**TASK BRIEF**
Reproduce every entry below, character for character, without leaving any out.

**INPUT FOR THIS TASK**
----------

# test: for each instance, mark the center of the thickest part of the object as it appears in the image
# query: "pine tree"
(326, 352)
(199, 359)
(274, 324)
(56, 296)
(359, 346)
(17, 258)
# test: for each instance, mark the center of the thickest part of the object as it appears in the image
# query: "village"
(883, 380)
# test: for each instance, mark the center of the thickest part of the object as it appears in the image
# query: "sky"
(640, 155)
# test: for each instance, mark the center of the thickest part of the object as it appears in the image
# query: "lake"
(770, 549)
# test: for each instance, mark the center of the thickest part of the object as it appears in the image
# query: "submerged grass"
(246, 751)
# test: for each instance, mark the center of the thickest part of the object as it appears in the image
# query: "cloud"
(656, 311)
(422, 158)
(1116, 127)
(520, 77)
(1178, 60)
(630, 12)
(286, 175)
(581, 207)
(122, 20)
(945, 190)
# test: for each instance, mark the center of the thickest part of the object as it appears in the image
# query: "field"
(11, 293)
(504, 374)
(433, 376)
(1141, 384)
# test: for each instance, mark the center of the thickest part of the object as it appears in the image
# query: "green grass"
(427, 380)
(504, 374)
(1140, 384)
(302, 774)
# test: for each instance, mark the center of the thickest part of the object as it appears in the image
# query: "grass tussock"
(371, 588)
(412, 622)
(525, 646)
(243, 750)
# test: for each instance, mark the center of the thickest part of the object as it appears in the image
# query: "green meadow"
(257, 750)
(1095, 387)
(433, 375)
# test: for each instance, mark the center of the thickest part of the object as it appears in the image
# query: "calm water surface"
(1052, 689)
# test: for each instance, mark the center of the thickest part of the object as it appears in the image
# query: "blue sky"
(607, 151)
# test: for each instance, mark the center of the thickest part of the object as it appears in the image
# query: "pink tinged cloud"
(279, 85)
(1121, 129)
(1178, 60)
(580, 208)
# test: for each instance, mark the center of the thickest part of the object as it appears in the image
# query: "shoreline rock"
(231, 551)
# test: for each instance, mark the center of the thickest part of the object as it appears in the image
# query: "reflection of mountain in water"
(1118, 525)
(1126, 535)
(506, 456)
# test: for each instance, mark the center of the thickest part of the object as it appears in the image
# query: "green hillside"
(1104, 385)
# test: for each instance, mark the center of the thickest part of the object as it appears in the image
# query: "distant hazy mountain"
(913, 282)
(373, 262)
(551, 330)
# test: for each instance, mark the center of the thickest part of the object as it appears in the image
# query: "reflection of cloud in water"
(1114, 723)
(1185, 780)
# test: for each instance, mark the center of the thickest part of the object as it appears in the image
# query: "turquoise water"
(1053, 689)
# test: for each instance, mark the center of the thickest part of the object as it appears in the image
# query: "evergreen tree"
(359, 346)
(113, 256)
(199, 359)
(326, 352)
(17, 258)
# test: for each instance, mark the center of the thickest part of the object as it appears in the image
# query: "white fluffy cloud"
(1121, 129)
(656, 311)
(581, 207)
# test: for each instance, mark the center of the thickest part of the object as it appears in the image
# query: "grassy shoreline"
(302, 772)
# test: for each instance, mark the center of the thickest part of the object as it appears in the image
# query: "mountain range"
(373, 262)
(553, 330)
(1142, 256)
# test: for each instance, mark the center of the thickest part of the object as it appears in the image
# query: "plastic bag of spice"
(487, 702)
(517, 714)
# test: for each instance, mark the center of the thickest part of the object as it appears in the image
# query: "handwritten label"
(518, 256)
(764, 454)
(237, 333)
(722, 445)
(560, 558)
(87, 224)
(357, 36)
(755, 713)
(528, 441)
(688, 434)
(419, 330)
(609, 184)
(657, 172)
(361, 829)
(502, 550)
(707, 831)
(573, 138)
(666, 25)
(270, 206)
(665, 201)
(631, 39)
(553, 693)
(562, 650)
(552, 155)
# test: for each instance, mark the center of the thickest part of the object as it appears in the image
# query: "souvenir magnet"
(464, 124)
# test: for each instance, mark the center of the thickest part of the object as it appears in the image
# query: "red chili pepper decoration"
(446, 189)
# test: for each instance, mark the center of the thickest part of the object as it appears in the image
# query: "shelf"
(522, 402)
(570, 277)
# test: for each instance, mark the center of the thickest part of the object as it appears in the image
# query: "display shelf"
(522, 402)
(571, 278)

----------

**WRITTEN REPLY**
# test: for each instance, mark the center of the thickest part of the object as it appears in the image
# query: "pine tree"
(326, 352)
(199, 359)
(274, 324)
(56, 296)
(359, 346)
(17, 258)
# test: for each instance, mark the center of the thickest part of the object as it appears in the image
# query: "village"
(883, 380)
# test: for each instance, mark the center of the thickest part of the object as it appears in the image
# query: "sky"
(640, 155)
# test: for each instance, mark the center of the thickest part of the object as it appears in the image
# query: "lake"
(770, 549)
# test: for each instance, mark the center of the thickest part of the object as it appears in the image
# query: "submerged grass"
(246, 751)
# test: for each instance, mark the center of the thickest part of the object as it appears in the image
# query: "cloud"
(656, 311)
(422, 158)
(1116, 127)
(520, 77)
(1178, 60)
(630, 12)
(286, 175)
(581, 207)
(122, 20)
(945, 190)
# test: for each instance, mark the center of the thickest part of the object as it appears in the image
# query: "field"
(11, 293)
(504, 374)
(433, 376)
(1141, 384)
# test: for each instance, mark the center of the thickest part of the object as it appears in the image
# query: "green grass"
(427, 380)
(504, 374)
(1140, 384)
(302, 774)
# test: for each instance, mark the center of the thickest part of the object as it appears in the image
# query: "grass tussock"
(371, 588)
(412, 622)
(525, 646)
(243, 750)
# test: for each instance, mark the center of the thickest part of the object as it appears in the image
# query: "green meadow"
(257, 750)
(1095, 387)
(433, 375)
# test: for each instance, mark the center of the thickest part of the object as it appears in the image
# query: "calm water surface"
(1052, 689)
# test: for each instance, mark the center of the thickest part of the object as it appears in the image
# query: "blue sky"
(607, 151)
# test: for each instance, mark the center of the thickest part of the object as it appears in the image
# query: "pink tinged cloud"
(279, 85)
(1121, 129)
(1178, 60)
(580, 208)
# test: for each instance, mark the center of the thickest part of the object as it appears in the image
# query: "shoreline rock"
(231, 551)
# test: for each instance, mark the center of the thickest part of the object as it appears in the image
# query: "reflection of mountain in water"
(1118, 525)
(1126, 535)
(506, 456)
# test: for each instance, mark the center of the thickest part of the object as it appears in the image
# query: "green hillside"
(1104, 385)
# test: for each instance, mark the center of the thickest part of the object as it appears in the image
# query: "distant hazy mountain"
(913, 282)
(373, 262)
(551, 330)
# test: for each instance, mark the center of the thickest part of the object as it appears in the image
# query: "reflection of cloud in water"
(1114, 723)
(1185, 780)
# test: for each instance, mark the center of the thickest part of the object as it appears in the image
# query: "turquoise water"
(1053, 689)
# test: for each instance, mark the center of the thickest part of the object as it appears in the image
# query: "evergreen tree"
(359, 346)
(113, 256)
(199, 359)
(326, 352)
(17, 258)
# test: for each instance, mark the center of the thickest part of the object as it appears in the image
# query: "white fluffy cloud"
(1121, 129)
(656, 311)
(581, 207)
# test: for each instance, mark the center of the thickest part of the object as it appears in the image
# query: "grassy shoreline"
(302, 772)
# test: for each instance, mark the center of the thickest part of the object as it appears in the image
# query: "mountain range"
(373, 262)
(553, 330)
(1142, 256)
# test: for each instance, mark the center of the thickest part of the object as it appears in the image
# query: "plastic bag of spice"
(487, 702)
(517, 714)
# test: for each instance, mark the center of the thickest part of the object as it appears in the image
# query: "handwritten label"
(518, 256)
(764, 454)
(237, 333)
(722, 445)
(560, 558)
(87, 224)
(357, 36)
(755, 713)
(528, 441)
(688, 434)
(419, 330)
(609, 184)
(657, 172)
(361, 829)
(502, 550)
(707, 831)
(573, 138)
(666, 25)
(270, 206)
(665, 201)
(631, 39)
(553, 693)
(562, 650)
(552, 155)
# test: for each instance, mark the center of the thickest part of the object as it appears in the image
# query: "souvenir magnet"
(464, 124)
# test: for each instance, mark the center of the thickest part of the object as it appears in the image
# query: "red chili pepper decoration"
(446, 189)
# test: for each instance, mark the center of the thickest part of the object as it appears in the image
# query: "shelf"
(522, 402)
(570, 277)
# test: for each instance, mark the center of the thickest part of the object as it appears in the image
# query: "display shelf"
(522, 402)
(571, 278)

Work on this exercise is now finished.